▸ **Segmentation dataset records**
start

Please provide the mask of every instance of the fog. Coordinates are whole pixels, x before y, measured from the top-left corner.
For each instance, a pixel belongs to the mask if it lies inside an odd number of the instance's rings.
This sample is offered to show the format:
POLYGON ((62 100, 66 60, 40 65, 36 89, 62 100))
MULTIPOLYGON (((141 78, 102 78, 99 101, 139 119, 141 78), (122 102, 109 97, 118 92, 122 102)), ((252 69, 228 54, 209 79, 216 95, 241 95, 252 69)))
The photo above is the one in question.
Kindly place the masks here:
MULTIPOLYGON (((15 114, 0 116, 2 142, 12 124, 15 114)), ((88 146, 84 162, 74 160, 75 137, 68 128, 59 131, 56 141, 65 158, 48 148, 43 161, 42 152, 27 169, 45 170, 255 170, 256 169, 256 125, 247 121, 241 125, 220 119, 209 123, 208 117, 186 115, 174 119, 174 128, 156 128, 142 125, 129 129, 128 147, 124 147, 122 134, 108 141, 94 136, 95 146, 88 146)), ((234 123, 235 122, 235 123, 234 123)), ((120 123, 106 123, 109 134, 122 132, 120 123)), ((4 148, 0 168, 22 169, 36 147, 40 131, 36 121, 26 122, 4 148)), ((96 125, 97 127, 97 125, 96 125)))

end

▸ **Given request**
Put the data above into a JSON list of strings with one string per line, skipping any blank lines.

▸ **Response to the exercise**
[
  "Please provide the mask of every instance of the fog. Coordinates are whole pixels, x before y, measured from the top-left corner.",
  "For each instance, a pixel belongs to the mask if it lies inside an odd number of the instance's rings.",
  "This sample is offered to show the format:",
  "POLYGON ((62 100, 66 60, 40 65, 36 89, 62 100))",
  "MULTIPOLYGON (((141 78, 102 78, 99 101, 139 119, 141 78), (122 102, 109 97, 118 92, 122 102)), ((252 69, 228 54, 209 79, 216 95, 241 95, 252 69)))",
  "The photo above is the one in question.",
  "Kindly place the masks here:",
  "MULTIPOLYGON (((15 114, 0 116, 2 142, 12 124, 15 114)), ((88 146, 84 162, 74 160, 75 137, 68 128, 59 131, 56 141, 65 158, 48 148, 43 161, 42 152, 27 169, 45 170, 255 170, 256 169, 256 125, 247 121, 241 125, 220 119, 209 123, 208 117, 186 115, 174 119, 174 128, 156 128, 142 125, 129 129, 128 147, 124 147, 122 134, 108 141, 94 136, 95 146, 88 146)), ((234 123, 235 122, 235 123, 234 123)), ((120 123, 106 123, 109 134, 122 132, 120 123)), ((4 148, 0 168, 22 169, 36 147, 40 131, 36 121, 26 122, 4 148)), ((96 125, 97 127, 97 125, 96 125)))"
]